» TEXT PASSAGE
1)About a year ago I was house siting for a rich family, tat had 4 bedrooms that I could choose to sleep in. Only one problem one room was covered in porcelain dolls, Yes one of my greatest fears realized. I yell And back out of there. locked that door, and slept in the next room over (which had a big screen TV, so was nice)I can still feel there eyes. I was stayed there for 7 days with that door locked.

2)This is bit funnier then the last one. I was bout 10-11 and I had to get blood took. It was in the basement of a docs office Two people had to hold me down but I got lose and ran almost to the street before I realized I had where to go and turned around and walked back. Not a good idea as they where waiting for me, And I still had to get it took.

Sorry for the longness but they were funnier in my head...Really They were!
(, Thu 10 Apr 2008, 16:40, Reply)
My list
In no particular order:

Polar Bears
Water
People standing behind me
Being underground
Sand
Police
Crickets
Yellow
Gin
Sweetcorn
Being sick


I'll try and make posts for each one over the course of this QOTW.
(, Thu 10 Apr 2008, 16:40, 11 replies)
Main phobia
Baked Beans. I can't stand to look at the disgusting glutenous fake tomato sauce sick-texture things, let along eat them.

Apols for *lack* of length (not the first time I've said that this week..)
(, Thu 10 Apr 2008, 16:40, 1 reply)
belly button fluff
I am morbidly afraid of belly button fluff. My ex used to chase me round the house with it in his fingers till i cried or i was sick. he maintains its nothing more than fibres from his shirt ect but i know differently, i know it comes from the deepest darkest pit of hell.

*curls up and cries* no.more.belly.fluff.please.
(, Thu 10 Apr 2008, 16:39, 1 reply)
Needles
Hate them. If ever Casualty or something similar is on, I'm watching through my fingers. I was watching The Simpsons the other day with my daughter and they were at the docs getting jabs- a cartoon and I looked away.

I wouldn't let a nurse do that prick-test thing on me 'cos I was too scared.

I had an op and they wrote 'extremely needle-phobic' on the charts at the end of my bed.

I hyperventilated having a blood test at the docs, so much so that 2 receptionists came in and offered me tea, biscuits, etc. I normally get my g/f to come with me but she couldn't this time, I almost didn't have it.

I had to have the camera thing stuck up my old chap and when I saw it come out of it's box like a 40ft black monster I tried to climb the wall. Literally. They did it under a general anaesthetic in the end, but I had to be put out with gas before they could put that evil drip thing in my arm, and when I woke up I covered it with a towel until it was taken out.

I'm getting a funny feeling in my belly now just typing about them, so I'm going, and not going to look at this again until I've plucked up enough courage!

And yes, I know... wuss.
(, Thu 10 Apr 2008, 16:38, 2 replies)
Nails
I'm a rabid nailbiter, I hate the thought of my nails proceeding past the nubs of my fingers. It just doesn't seem quite right. It looks disgusting and I have the willpower to stop biting for a week or so, but when I see the white tips at the end I freak out and bite them off.

» WHAT TO DO
[1] In the phobia thread, can you copy the text between "Apols for *lack*" and "16:39, 1 reply)", inclusive?
[2] What titles do the individual posts in the phobia thread carry?
[3] In the phobia thread, why did the house-sitter lock one bedroom door and sleep in the next room over?

» GIVEN MATERIAL
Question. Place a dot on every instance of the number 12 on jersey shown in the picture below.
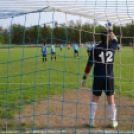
(109, 56)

» EXERCISE SOLUTIONS
[1]
Apols for *lack* of length (not the first time I've said that this week..)
(, Thu 10 Apr 2008, 16:40, 1 reply)
belly button fluff
I am morbidly afraid of belly button fluff. My ex used to chase me round the house with it in his fingers till i cried or i was sick. he maintains its nothing more than fibres from his shirt ect but i know differently, i know it comes from the deepest darkest pit of hell.

*curls up and cries* no.more.belly.fluff.please.
(, Thu 10 Apr 2008, 16:39, 1 reply)

[2] My list, Main phobia, belly button fluff, Needles, Nails

[3] That room was covered in porcelain dolls, which the house-sitter names as one of their greatest fears.